__Written request__.
Reproduce the records below, changing each occurrence of "example output" to "sample output" and leaving everything else as it stands.

- - - - -

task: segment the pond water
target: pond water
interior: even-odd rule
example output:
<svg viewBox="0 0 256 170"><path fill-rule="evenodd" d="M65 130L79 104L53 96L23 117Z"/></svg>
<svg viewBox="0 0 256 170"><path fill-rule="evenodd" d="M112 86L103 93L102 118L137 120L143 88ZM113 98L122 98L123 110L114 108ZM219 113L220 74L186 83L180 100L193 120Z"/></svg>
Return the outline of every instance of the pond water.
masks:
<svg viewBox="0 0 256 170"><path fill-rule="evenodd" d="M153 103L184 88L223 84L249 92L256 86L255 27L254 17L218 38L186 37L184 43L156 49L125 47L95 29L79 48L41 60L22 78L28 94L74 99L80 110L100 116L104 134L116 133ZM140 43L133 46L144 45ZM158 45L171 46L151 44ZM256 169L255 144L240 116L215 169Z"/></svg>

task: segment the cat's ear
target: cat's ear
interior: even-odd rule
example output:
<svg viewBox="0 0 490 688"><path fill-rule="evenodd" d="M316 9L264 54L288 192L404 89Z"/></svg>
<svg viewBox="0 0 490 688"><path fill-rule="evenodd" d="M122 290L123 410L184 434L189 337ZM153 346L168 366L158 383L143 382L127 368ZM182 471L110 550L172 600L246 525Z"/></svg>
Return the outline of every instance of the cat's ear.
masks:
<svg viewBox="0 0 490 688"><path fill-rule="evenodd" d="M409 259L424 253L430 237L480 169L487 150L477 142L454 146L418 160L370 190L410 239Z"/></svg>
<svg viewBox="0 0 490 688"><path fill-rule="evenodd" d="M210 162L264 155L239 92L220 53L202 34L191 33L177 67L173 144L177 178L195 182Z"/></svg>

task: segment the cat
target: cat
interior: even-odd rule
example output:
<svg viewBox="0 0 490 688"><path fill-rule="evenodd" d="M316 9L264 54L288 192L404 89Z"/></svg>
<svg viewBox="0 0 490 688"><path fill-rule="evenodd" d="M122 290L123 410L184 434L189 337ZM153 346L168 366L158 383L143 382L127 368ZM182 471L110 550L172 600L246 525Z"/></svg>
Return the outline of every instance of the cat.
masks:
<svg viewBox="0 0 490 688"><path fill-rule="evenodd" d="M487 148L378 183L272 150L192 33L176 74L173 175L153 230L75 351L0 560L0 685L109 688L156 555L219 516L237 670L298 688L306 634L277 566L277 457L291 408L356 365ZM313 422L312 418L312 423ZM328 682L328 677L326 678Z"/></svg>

- - - - -

__Completed exercise__.
task: segment the pond water
target: pond water
interior: even-odd rule
sample output:
<svg viewBox="0 0 256 170"><path fill-rule="evenodd" d="M65 130L79 104L53 96L23 117Z"/></svg>
<svg viewBox="0 0 256 170"><path fill-rule="evenodd" d="M112 86L103 93L102 118L137 120L143 88ZM113 98L122 98L123 110L114 108ZM219 113L220 74L186 83L180 100L193 120Z"/></svg>
Return the outline of every instance of the pond water.
masks:
<svg viewBox="0 0 256 170"><path fill-rule="evenodd" d="M153 103L184 88L223 84L249 92L256 86L255 27L254 17L218 38L186 37L184 43L156 49L125 47L95 29L79 48L41 60L22 78L28 94L74 99L80 110L100 116L104 134L116 133ZM140 43L133 46L144 45ZM158 45L171 46L151 44ZM256 169L255 144L240 116L215 169Z"/></svg>

task: segment the cat's ear
target: cat's ear
interior: even-odd rule
sample output:
<svg viewBox="0 0 490 688"><path fill-rule="evenodd" d="M316 9L264 54L288 192L404 89Z"/></svg>
<svg viewBox="0 0 490 688"><path fill-rule="evenodd" d="M122 290L123 410L184 434L189 337ZM153 346L168 366L158 383L143 382L127 368ZM182 471L110 550L172 600L246 525Z"/></svg>
Return the outline of every instance of the cat's ear.
masks:
<svg viewBox="0 0 490 688"><path fill-rule="evenodd" d="M409 259L424 253L430 237L480 169L487 150L477 142L454 146L418 160L370 190L410 239Z"/></svg>
<svg viewBox="0 0 490 688"><path fill-rule="evenodd" d="M210 162L264 155L239 92L220 53L202 34L191 33L177 67L173 144L177 178L195 182Z"/></svg>

task: segment the cat
target: cat
interior: even-odd rule
sample output:
<svg viewBox="0 0 490 688"><path fill-rule="evenodd" d="M316 9L264 54L288 192L404 89Z"/></svg>
<svg viewBox="0 0 490 688"><path fill-rule="evenodd" d="M122 290L123 410L184 434L189 337ZM153 346L168 366L158 383L143 382L127 368ZM182 471L110 550L172 600L246 525Z"/></svg>
Return the outline of every instance of the cat.
masks:
<svg viewBox="0 0 490 688"><path fill-rule="evenodd" d="M487 148L378 183L272 150L192 33L176 74L173 175L153 230L75 351L0 560L0 685L109 688L156 555L219 516L237 670L298 688L306 634L277 566L277 457L291 408L356 365ZM313 422L312 418L312 423ZM328 682L328 677L326 678Z"/></svg>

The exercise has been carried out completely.